THE PROBLEM:
Which lines in the rows below contain the word "cherry"? Extract each one and list them.

[Dataset entries]
# # #

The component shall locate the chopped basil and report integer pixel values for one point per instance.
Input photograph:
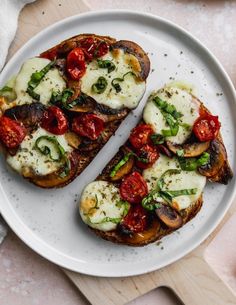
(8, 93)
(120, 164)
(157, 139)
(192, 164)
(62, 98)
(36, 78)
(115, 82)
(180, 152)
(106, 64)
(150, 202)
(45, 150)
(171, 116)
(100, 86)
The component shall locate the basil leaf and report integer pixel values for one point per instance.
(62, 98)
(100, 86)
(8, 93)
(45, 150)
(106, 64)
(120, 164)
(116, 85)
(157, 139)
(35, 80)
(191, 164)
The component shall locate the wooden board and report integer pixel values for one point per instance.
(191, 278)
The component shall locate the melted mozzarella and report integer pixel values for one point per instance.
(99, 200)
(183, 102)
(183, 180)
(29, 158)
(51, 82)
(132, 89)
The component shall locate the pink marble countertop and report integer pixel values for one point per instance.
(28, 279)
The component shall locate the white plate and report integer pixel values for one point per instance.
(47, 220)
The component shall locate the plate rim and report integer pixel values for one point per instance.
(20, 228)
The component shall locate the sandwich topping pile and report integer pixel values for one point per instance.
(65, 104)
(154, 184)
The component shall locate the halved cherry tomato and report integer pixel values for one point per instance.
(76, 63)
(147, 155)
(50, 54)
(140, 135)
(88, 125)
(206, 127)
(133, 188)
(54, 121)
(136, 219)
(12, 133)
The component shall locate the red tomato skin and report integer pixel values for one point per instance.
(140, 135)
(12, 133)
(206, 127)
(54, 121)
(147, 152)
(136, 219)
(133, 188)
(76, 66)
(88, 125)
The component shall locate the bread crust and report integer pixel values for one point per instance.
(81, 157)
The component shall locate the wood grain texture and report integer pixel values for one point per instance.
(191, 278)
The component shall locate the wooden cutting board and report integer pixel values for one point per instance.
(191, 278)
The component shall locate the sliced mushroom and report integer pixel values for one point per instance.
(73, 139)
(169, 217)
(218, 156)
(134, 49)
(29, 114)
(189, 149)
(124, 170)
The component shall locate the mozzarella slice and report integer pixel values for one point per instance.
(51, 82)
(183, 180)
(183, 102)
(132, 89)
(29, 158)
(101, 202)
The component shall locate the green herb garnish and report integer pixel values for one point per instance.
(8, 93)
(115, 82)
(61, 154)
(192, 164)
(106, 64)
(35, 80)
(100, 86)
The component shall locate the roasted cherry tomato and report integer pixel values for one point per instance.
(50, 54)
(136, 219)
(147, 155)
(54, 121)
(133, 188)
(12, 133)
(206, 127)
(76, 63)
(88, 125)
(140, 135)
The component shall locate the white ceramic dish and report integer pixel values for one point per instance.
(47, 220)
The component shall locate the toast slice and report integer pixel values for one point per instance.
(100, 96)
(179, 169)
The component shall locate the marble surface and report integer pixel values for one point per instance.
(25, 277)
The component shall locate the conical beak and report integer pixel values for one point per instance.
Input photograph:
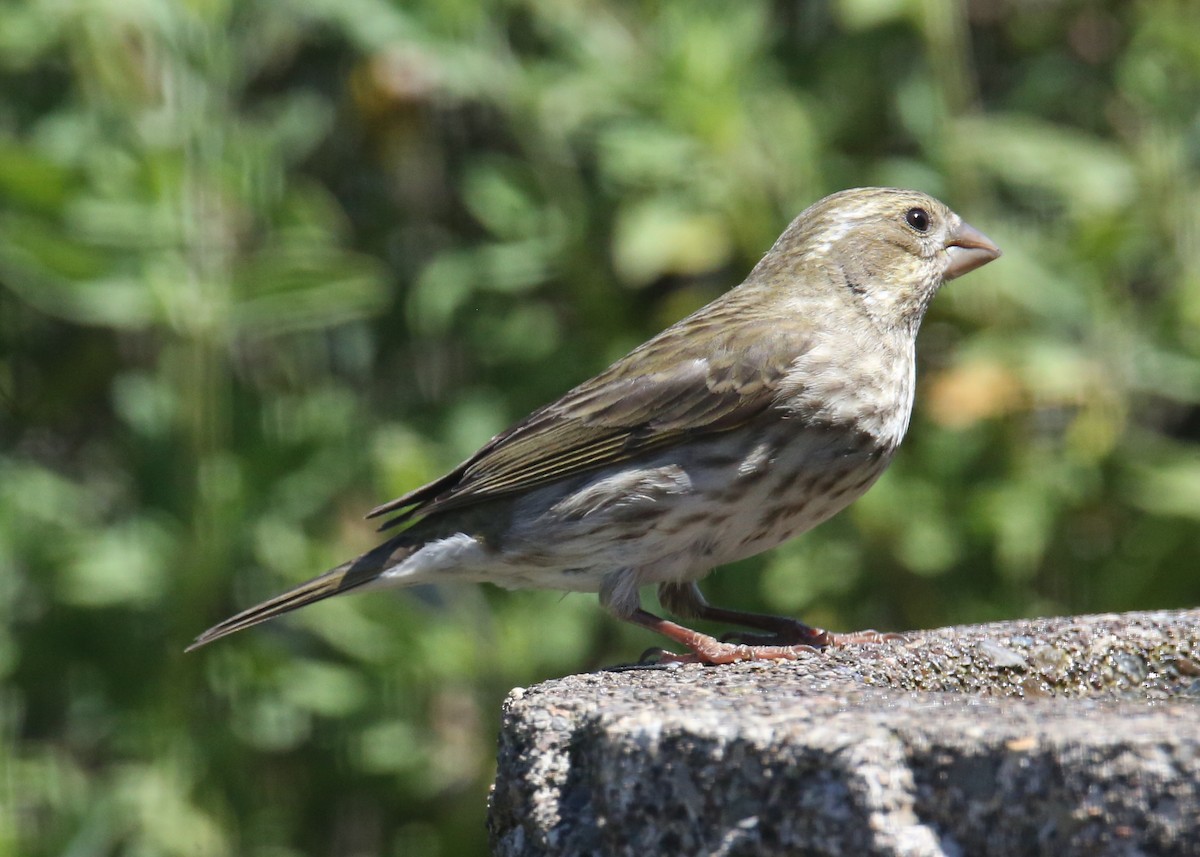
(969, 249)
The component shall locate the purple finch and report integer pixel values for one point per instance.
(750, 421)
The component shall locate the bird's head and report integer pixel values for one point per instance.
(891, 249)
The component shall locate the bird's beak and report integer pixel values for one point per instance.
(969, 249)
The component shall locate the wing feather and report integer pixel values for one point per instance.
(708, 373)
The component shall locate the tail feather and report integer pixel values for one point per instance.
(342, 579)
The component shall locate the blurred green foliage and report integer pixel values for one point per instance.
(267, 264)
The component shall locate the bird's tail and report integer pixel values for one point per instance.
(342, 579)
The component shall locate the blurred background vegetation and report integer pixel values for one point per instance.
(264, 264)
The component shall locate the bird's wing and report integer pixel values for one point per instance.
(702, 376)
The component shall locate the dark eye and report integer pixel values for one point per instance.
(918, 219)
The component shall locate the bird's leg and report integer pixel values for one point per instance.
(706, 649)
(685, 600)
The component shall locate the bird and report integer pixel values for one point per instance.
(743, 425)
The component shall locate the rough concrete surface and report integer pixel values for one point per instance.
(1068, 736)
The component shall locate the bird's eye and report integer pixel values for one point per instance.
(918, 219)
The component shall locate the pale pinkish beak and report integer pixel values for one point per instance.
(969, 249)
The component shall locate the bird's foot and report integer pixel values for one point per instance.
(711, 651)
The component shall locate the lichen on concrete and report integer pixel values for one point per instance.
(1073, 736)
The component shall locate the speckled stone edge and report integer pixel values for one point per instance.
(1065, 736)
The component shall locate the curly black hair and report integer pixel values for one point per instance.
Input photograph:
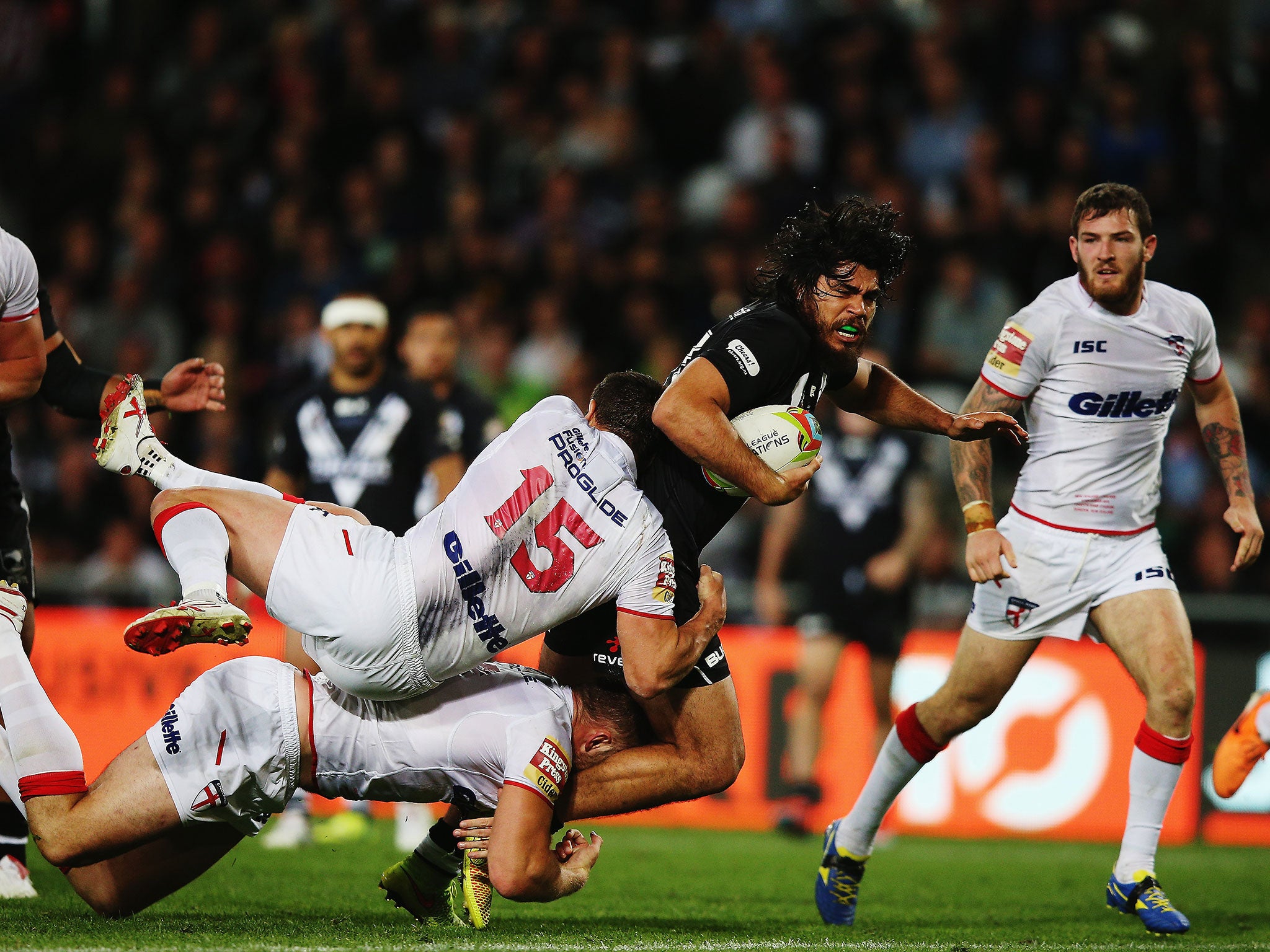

# # #

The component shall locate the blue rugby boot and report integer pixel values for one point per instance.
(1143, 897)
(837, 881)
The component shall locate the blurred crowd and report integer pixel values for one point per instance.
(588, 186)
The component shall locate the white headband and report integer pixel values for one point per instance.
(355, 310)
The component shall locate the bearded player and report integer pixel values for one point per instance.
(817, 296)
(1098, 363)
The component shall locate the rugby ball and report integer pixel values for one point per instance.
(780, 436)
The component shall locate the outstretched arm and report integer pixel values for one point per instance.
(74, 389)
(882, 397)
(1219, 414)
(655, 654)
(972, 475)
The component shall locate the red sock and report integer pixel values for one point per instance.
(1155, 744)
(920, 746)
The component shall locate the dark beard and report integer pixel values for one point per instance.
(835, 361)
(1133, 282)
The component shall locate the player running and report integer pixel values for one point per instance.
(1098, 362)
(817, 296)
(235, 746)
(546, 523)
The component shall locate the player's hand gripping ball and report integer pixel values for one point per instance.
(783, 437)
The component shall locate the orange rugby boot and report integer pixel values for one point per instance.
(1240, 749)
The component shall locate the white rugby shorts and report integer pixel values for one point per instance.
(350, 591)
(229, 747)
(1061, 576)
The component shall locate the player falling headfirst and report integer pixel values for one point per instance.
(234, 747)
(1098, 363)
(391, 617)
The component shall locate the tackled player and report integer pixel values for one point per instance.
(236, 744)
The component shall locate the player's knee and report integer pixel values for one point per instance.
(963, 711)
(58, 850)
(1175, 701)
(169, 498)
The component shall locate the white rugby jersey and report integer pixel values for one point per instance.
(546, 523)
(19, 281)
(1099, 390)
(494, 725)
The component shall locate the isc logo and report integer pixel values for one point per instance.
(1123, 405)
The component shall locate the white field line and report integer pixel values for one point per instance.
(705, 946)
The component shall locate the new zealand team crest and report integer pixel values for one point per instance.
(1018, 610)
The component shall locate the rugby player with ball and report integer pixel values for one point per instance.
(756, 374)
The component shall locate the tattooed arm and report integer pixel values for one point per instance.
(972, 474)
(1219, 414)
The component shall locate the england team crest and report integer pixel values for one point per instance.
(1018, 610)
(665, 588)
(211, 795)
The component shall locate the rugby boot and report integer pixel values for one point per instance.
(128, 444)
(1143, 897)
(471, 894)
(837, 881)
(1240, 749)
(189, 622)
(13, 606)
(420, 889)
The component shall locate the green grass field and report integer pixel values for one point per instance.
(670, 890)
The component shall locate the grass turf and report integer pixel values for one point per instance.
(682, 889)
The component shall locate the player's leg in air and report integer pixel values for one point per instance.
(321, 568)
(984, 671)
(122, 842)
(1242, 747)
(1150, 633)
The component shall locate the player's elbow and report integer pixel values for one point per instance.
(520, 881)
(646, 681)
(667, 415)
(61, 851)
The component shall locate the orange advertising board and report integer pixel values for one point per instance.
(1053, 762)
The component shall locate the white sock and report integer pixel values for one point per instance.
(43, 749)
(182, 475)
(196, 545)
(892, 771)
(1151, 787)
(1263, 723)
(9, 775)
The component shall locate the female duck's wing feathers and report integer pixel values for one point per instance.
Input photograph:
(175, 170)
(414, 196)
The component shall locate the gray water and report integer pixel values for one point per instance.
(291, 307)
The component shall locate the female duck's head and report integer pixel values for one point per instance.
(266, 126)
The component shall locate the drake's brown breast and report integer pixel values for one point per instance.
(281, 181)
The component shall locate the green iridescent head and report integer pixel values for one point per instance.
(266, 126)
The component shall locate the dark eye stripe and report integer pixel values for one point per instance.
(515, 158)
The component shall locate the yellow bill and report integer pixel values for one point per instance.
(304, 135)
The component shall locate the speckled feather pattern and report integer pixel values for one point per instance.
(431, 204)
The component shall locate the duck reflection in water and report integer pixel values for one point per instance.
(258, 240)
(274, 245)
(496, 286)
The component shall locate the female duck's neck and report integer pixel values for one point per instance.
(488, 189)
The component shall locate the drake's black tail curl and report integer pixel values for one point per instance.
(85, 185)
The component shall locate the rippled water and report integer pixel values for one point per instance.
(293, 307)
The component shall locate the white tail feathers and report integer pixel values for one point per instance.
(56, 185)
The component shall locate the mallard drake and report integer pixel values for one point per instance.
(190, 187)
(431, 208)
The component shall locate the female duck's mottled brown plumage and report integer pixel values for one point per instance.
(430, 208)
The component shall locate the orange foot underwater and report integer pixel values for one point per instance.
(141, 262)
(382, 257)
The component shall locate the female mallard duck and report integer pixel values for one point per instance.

# # #

COMPLETE RESPONSE:
The component shall locate the halved cherry tomato and report integer pixel values for one point per instance.
The component shall locate the roasted cherry tomato and report integer pixel values for one point per instance.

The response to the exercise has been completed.